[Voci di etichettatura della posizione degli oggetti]
━━━━━━━━

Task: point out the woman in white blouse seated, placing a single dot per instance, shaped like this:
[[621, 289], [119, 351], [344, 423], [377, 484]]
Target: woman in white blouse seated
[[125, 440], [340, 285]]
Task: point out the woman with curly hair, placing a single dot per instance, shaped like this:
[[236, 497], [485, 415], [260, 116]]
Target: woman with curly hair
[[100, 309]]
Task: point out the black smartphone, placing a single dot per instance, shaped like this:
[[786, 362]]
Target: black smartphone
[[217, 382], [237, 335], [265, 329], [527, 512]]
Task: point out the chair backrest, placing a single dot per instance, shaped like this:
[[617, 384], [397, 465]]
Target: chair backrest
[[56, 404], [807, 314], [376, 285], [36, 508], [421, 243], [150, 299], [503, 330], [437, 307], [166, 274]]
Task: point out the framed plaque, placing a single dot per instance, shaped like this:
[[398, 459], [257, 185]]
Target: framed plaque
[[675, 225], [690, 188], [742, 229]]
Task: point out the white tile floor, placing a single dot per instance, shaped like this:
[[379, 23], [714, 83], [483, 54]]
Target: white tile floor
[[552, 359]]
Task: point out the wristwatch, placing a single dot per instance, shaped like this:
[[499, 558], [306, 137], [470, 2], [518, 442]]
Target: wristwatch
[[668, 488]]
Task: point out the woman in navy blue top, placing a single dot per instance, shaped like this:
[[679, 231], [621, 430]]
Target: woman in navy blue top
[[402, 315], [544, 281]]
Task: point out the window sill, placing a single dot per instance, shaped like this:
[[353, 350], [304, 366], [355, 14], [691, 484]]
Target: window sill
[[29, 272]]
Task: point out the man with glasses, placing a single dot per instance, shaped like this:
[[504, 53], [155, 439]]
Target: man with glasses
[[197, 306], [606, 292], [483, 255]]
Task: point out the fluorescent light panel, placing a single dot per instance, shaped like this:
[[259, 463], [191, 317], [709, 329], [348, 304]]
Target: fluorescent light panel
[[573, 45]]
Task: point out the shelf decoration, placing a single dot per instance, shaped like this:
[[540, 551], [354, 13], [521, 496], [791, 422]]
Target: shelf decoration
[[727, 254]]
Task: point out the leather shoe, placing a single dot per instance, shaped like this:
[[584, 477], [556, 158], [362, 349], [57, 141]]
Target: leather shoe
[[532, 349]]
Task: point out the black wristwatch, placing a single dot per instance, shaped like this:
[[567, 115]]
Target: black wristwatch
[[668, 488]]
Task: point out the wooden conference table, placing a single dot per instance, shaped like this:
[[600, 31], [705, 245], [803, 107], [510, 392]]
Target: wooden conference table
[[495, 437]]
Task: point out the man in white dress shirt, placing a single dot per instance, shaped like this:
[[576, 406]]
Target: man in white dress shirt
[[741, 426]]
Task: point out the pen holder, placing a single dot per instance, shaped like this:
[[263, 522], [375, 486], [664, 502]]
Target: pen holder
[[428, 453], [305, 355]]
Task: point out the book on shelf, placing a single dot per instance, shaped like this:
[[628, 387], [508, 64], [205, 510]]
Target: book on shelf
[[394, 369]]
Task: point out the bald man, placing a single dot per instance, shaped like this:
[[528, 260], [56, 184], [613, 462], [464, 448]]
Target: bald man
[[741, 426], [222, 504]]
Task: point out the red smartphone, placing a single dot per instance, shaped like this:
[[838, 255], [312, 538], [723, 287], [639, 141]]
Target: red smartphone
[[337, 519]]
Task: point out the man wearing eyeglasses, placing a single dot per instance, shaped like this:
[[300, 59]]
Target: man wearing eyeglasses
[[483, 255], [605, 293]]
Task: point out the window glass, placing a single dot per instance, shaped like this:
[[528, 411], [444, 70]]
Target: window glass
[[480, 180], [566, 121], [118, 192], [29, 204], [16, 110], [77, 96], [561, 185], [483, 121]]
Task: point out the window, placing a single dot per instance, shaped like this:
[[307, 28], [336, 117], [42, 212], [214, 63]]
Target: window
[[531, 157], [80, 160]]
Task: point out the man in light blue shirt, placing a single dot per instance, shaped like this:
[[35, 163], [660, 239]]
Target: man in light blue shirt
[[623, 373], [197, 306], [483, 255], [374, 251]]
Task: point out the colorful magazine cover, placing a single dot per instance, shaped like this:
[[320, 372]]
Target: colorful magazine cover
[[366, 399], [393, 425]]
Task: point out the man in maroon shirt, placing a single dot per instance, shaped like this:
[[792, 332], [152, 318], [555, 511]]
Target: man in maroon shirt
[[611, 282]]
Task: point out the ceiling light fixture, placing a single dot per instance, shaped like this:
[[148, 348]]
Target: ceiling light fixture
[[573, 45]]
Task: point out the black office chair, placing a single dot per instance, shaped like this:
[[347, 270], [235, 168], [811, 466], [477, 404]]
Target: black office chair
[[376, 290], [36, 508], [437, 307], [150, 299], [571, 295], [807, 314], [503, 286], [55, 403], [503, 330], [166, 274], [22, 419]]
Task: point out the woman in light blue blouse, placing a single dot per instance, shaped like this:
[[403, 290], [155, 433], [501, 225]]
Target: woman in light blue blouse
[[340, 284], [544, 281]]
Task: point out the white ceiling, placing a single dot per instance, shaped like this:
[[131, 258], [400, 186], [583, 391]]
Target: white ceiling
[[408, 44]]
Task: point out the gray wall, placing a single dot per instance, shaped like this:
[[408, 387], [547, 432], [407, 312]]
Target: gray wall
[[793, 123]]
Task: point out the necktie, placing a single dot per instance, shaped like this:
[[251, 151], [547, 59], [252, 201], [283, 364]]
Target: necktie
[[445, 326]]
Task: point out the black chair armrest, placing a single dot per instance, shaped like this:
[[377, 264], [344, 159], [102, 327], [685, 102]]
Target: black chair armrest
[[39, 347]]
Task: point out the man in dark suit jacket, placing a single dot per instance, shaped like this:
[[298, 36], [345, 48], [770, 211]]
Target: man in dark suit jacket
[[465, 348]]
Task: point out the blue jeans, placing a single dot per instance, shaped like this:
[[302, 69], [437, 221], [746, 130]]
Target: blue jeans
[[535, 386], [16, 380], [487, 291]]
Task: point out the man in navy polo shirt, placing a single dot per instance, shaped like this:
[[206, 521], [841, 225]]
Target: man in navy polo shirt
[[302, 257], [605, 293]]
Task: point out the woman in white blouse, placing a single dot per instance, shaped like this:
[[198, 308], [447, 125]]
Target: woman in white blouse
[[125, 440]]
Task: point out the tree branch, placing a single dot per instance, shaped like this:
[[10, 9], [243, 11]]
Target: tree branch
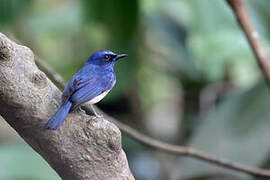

━━━━━━━━

* Cosa fare *
Restituisci senza modifiche tutte le righe delle voci riportate sopra, lasciando fuori le immagini.

* Risposta scritta *
Task: point out the woman in white blouse seated, placing a single dot per instance, shaped like this:
[[621, 289], [119, 351], [344, 423], [377, 484]]
Target: woman in white blouse seated
[[125, 440], [340, 285]]
Task: point out the woman with curly hair, placing a single dot per instance, shaped like this:
[[236, 497], [485, 415], [260, 116]]
Target: woman with curly hair
[[100, 309]]
Task: point out the black smartphone, placing a single dot per instance, shaped like this:
[[786, 362]]
Target: black smartphone
[[217, 382], [237, 335], [265, 329], [527, 512]]
Task: point out the chair backrest, placing a single dot per instance, shaped like this:
[[617, 384], [397, 465]]
Target: chair backrest
[[56, 404], [807, 314], [376, 285], [36, 508], [421, 243], [150, 299], [503, 330], [437, 307], [166, 274]]
Task: point out the framed plaque, placing a single dot per instance, shaped like this:
[[398, 459], [257, 185]]
Target: framed plaque
[[675, 225], [690, 188], [742, 229]]
Task: point out the white tile floor, placing a single dot per instance, shaped like this:
[[379, 23], [714, 83], [483, 54]]
Target: white tile floor
[[552, 359]]
Task: point out the wristwatch, placing a single dot per instance, shaped like this:
[[499, 558], [306, 137], [470, 2], [518, 442]]
Target: wristwatch
[[668, 488]]
Task: point out the woman in navy blue top, placing a single dot per instance, shaped like this:
[[679, 231], [621, 430]]
Target: woman in navy blue top
[[402, 315], [544, 281]]
Task: point out the window sill, placing a single dot per instance, shaped like this:
[[353, 350], [304, 366], [355, 14], [691, 484]]
Target: window sill
[[29, 272]]
Task: point out the man with glasses, placing a single dot per instance, shaped like this:
[[504, 53], [155, 439]]
Target: man with glasses
[[197, 306], [606, 292], [483, 255]]
Task: point out the fluorescent light panel, placing a single dot per instance, shaped like this:
[[259, 463], [191, 317], [709, 329], [348, 304]]
Target: fluorescent light panel
[[573, 45]]
Task: point out the shelf decoration, placing a single dot per instance, shaped like this:
[[540, 551], [354, 13], [521, 496], [791, 422]]
Target: shelf decoration
[[727, 254]]
Task: point out the leather shoe, placing a single dot per instance, shaped like this:
[[584, 477], [556, 158], [362, 349], [57, 141]]
Target: leather shoe
[[532, 349]]
Task: point out the black wristwatch, placing a single dot per instance, shaped like this:
[[567, 115]]
Target: black wristwatch
[[668, 488]]
Task: point out the wooden conference table, placing a single dot per instance, shaped like this:
[[600, 31], [705, 245], [803, 107], [510, 392]]
Target: wooden conference table
[[495, 437]]
Task: point out the man in white dress shirt, placing a single dot per instance, shaped like this:
[[576, 406]]
Target: man in white dress shirt
[[741, 426]]
Task: point out the pen holder, placing a single dot per instance, shaped like this:
[[263, 522], [375, 486], [664, 502]]
Target: pen holder
[[428, 453], [305, 355]]
Task: point out the book on shelf, placing a single dot per instance, shaped like this:
[[628, 387], [508, 64], [205, 510]]
Target: book on shelf
[[394, 369]]
Task: point out the bald man, placing a single dot per instance, shaped like this:
[[528, 260], [56, 184], [613, 462], [464, 448]]
Target: bald man
[[741, 426], [222, 504]]
Task: point out the red smartphone, placing a single dot per instance, shaped like this:
[[838, 255], [312, 538], [723, 287], [639, 141]]
Target: red smartphone
[[337, 519]]
Task: point out the man wearing eyeglasses, placing a single dot per instance, shaped like this:
[[300, 59]]
Target: man wearing eyeglasses
[[483, 255], [605, 293]]
Task: point out the window glass, placing a single dot per instance, shaped like this:
[[528, 411], [444, 70]]
Target: window glass
[[480, 180], [566, 121], [118, 192], [29, 204], [16, 110], [77, 96], [561, 185], [483, 121]]
Task: point out the window, placing a single dot per instance, shaped like this:
[[307, 28], [336, 117], [42, 212], [214, 63]]
Target: window
[[531, 157], [80, 160]]
Task: point out the man in light blue shirt, placing a single dot per instance, shaped like this:
[[35, 163], [660, 239]]
Target: man in light blue shirt
[[623, 373], [197, 306], [483, 255], [374, 251]]
Task: point out the colorful magazine cover, placing a single dot per instance, shaped like this:
[[320, 372]]
Target: colorful magazine cover
[[366, 399], [393, 425]]
Task: point out the man in maroon shirt, placing a single dot per instance, shaped like this:
[[792, 332], [152, 318], [555, 511]]
Target: man in maroon shirt
[[611, 282]]
Task: point out the ceiling light fixture, placing a single dot per instance, shaped like this:
[[148, 348]]
Target: ceiling light fixture
[[573, 45]]
Task: point out the black office chair, placing a single dot per instance, shaped like this:
[[347, 270], [235, 168], [811, 466], [477, 404]]
Target: black office chair
[[376, 290], [36, 508], [437, 307], [150, 299], [571, 295], [807, 314], [503, 286], [55, 403], [503, 330], [166, 274], [22, 419]]
Task: point out the woman in light blue blouse, placing a single dot per instance, shaped like this:
[[403, 290], [155, 433], [501, 225]]
Target: woman in light blue blouse
[[340, 284], [544, 281]]
Task: point out the white ceiling, placing a single dot per instance, shaped like this:
[[131, 258], [400, 186], [583, 391]]
Target: white ceiling
[[408, 44]]
Task: point out the gray wall, placing a single dot per instance, shaped like this:
[[408, 387], [547, 432], [407, 312]]
Target: gray wall
[[793, 123]]
Task: point out the necktie, placing a single dot per instance, shaped like this:
[[251, 151], [547, 59], [252, 201], [283, 364]]
Target: necktie
[[445, 326]]
Task: point out the black chair armrest, placing a single dot per instance, shaped like this:
[[377, 264], [344, 159], [102, 327], [685, 102]]
Target: black chair armrest
[[39, 347]]
Task: point out the man in dark suit jacket, placing a single dot per instance, shaped like this:
[[298, 36], [345, 48], [770, 211]]
Target: man in dark suit jacket
[[465, 348]]
Task: point out the blue jeans, placing a single dot per instance, shaped like this:
[[302, 69], [437, 221], [746, 130]]
Target: blue jeans
[[535, 386], [16, 380], [487, 291]]
Task: point out the man in navy polo shirt, placing a single dot per instance, shaped like this:
[[206, 521], [841, 225]]
Target: man in navy polo shirt
[[302, 257], [605, 293]]
Task: point out the woman in white blouse, placing a single dot per instance, shaped like this:
[[198, 308], [447, 125]]
Target: woman in white blouse
[[125, 440]]
Task: point out the tree branch, placing a single dot per instance, shaped like this:
[[10, 9], [243, 11]]
Target: tree branch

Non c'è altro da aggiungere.